请将下方条目中从含有"class: woman's arm ; detect_all=true"的那一行起、至含有"233,0 -> 283,129"的那一行止（首尾两行均包括在内）的各行，以 Markdown 表格形式给出，列名为"序号"和"内容"，空行略去。
___ 数据集条目 ___
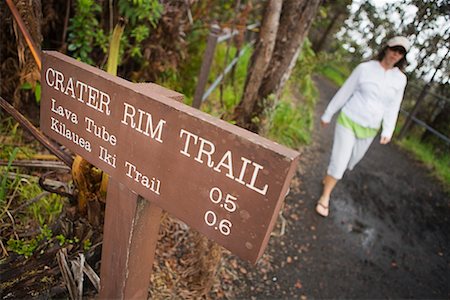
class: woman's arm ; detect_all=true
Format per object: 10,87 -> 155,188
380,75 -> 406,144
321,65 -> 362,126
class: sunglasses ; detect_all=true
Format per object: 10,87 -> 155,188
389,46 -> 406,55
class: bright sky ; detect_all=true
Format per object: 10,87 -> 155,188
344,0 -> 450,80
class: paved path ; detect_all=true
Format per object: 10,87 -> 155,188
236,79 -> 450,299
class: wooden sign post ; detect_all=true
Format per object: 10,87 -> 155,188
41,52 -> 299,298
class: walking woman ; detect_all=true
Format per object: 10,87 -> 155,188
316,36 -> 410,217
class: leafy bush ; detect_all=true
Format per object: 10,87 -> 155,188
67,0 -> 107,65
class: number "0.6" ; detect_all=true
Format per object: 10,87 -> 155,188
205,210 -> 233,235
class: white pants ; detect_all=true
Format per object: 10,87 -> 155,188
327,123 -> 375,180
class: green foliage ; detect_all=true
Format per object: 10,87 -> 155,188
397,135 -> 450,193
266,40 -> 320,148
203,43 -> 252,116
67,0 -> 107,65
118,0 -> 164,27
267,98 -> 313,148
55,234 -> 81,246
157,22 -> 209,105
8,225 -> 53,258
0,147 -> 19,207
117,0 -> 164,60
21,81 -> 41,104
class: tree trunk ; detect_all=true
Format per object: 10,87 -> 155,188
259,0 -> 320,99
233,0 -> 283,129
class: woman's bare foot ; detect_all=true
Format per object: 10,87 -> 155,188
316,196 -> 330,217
___
___ 数据集条目 ___
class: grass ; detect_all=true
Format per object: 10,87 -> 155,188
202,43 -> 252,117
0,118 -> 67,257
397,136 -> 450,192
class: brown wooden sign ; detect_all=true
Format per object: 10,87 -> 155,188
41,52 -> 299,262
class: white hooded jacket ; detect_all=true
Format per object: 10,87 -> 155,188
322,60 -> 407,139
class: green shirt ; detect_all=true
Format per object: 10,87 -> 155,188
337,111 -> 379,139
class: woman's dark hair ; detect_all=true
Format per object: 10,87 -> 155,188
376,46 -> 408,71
___
*任务答案*
| 序号 | 内容 |
|---|---|
| 1 | class: woman's arm ; detect_all=true |
| 2 | Format per object: 10,87 -> 155,188 |
| 3 | 380,75 -> 406,144 |
| 4 | 321,65 -> 362,126 |
| 5 | class: sunglasses ; detect_all=true |
| 6 | Format per object: 10,87 -> 155,188 |
| 7 | 389,46 -> 406,55 |
| 8 | class: bright sky ; detect_all=true |
| 9 | Format per object: 10,87 -> 155,188 |
| 10 | 344,0 -> 450,80 |
| 11 | class: paved path ; detect_all=true |
| 12 | Format per object: 10,87 -> 155,188 |
| 13 | 236,79 -> 450,299 |
| 14 | class: wooden sign post ; detect_all=true |
| 15 | Format per object: 10,87 -> 155,188 |
| 16 | 41,52 -> 299,298 |
| 17 | class: walking woman ; detect_all=true |
| 18 | Format per object: 10,87 -> 155,188 |
| 19 | 316,36 -> 410,217 |
| 20 | class: leafy bush ; detect_all=true |
| 21 | Format per object: 10,87 -> 155,188 |
| 22 | 67,0 -> 107,65 |
| 23 | class: number "0.6" ; detect_all=true |
| 24 | Format per object: 10,87 -> 155,188 |
| 25 | 205,210 -> 233,235 |
| 26 | class: white pants ; detect_all=true |
| 27 | Format per object: 10,87 -> 155,188 |
| 28 | 327,123 -> 375,180 |
| 29 | class: green foliage ; detect_all=true |
| 30 | Format per object: 10,87 -> 155,188 |
| 31 | 397,135 -> 450,193 |
| 32 | 266,40 -> 320,148 |
| 33 | 203,43 -> 252,116 |
| 34 | 67,0 -> 107,65 |
| 35 | 118,0 -> 164,27 |
| 36 | 267,98 -> 313,148 |
| 37 | 55,234 -> 81,246 |
| 38 | 157,22 -> 209,105 |
| 39 | 8,225 -> 53,258 |
| 40 | 0,147 -> 19,207 |
| 41 | 117,0 -> 164,60 |
| 42 | 21,81 -> 41,104 |
| 43 | class: tree trunk ; detect_all=true |
| 44 | Format per object: 10,87 -> 155,188 |
| 45 | 259,0 -> 320,99 |
| 46 | 233,0 -> 283,129 |